- **TASK BRIEF**
The answer must give back every line of the data exactly, with no pictures.

- **THE INPUT**
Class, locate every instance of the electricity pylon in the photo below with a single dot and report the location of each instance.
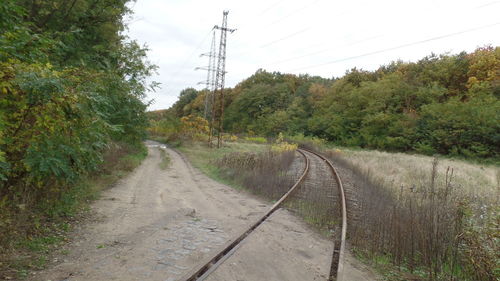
(220, 78)
(210, 81)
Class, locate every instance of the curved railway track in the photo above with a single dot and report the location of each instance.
(336, 272)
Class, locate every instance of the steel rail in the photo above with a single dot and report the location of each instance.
(211, 263)
(341, 252)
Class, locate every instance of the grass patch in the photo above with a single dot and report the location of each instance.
(165, 159)
(34, 235)
(202, 157)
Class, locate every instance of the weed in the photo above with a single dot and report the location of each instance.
(165, 159)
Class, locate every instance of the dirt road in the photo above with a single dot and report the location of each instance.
(158, 224)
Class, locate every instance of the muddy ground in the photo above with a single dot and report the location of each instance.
(159, 224)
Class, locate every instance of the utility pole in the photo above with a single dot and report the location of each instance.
(210, 81)
(220, 75)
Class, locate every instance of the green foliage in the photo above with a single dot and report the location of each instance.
(71, 84)
(446, 104)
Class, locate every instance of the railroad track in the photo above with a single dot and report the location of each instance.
(211, 263)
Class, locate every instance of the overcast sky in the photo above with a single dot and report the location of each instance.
(318, 37)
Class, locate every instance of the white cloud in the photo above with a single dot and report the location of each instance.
(274, 34)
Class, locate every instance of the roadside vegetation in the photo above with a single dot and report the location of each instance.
(420, 141)
(416, 217)
(72, 116)
(442, 104)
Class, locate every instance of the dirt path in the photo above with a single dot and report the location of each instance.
(158, 224)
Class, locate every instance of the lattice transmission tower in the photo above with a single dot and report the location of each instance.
(216, 74)
(210, 81)
(220, 75)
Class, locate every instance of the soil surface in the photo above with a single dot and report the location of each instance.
(159, 224)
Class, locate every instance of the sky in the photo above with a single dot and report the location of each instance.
(315, 37)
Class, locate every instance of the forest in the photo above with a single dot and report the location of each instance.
(442, 104)
(72, 88)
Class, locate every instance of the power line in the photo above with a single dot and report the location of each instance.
(398, 47)
(324, 50)
(183, 65)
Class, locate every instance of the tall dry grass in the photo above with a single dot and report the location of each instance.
(265, 173)
(428, 222)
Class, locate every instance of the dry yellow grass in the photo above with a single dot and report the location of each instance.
(399, 169)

- **TASK OUTPUT**
Class, locate every instance of the electricity pylon in the photo below with a single dot and report the location of each instance.
(220, 78)
(210, 81)
Class, locate every instance of the curved railway track in the photo above with a single dot and report the location of each instance.
(336, 272)
Class, locate every instance of the steel rail in the photo above with a single dot and report the location of each instance.
(211, 263)
(341, 252)
Class, locate every instance of the grass patch in the photo above with a single dot and report the location of each instance.
(165, 159)
(34, 235)
(202, 157)
Class, locate every instance of the weed in the photo above with a single dot and report the location of each instance.
(165, 159)
Class, locate every instance of the dirt road in the photo above with a single dot and report the location of each instance.
(158, 224)
Class, locate every instance of the muddy ground in the photo above with a single dot and report the location of each instance.
(159, 224)
Class, locate every instance of the utility pole in the photo above with a single dot and report the location of each instance.
(210, 81)
(220, 75)
Class, locate every instance of the green foliage in the photo above with a single dot and report the location of each instance.
(71, 84)
(446, 104)
Class, locate every instance of the railroad track in the photo above with a single dot and report the location of each instance.
(211, 263)
Class, locate every instance of the overcast sky in the photo above with a single dot and report the location of each instance.
(318, 37)
Class, locate every instance of the white cloud in the photo above with a single dot and report the location of each instance.
(274, 34)
Class, locate every instance of the roadside vegetation in the photo above with a single dot and report the location of each instance.
(420, 141)
(416, 217)
(72, 116)
(442, 104)
Class, locate every instance of the dirt path in the photo above with a single dot and report the location of each instance.
(158, 224)
Class, locate every instance of the lattice transmission tower in the photo above with a single dot and report the location of each instance.
(216, 74)
(210, 81)
(220, 75)
Class, locate every instance of the soil surface in the photo above with a single dot and report the location of each instance.
(159, 224)
Class, locate every instance of the sky in the photo above with a single dot and report the location of each instance.
(315, 37)
Class, locate every instance of the forest in the photo above with a single dot and report the location of each instance.
(442, 104)
(72, 88)
Class, locate every instance of the power line in the photo above with a single dot and report the location of each instance.
(398, 47)
(324, 50)
(183, 65)
Class, locate every instance of the tall dry grass in the photo above with a single dot and report the location of each instance.
(265, 173)
(428, 222)
Class, locate every instance of the dry yellow grass in the photo above with a single dot and report the location of each instance.
(399, 169)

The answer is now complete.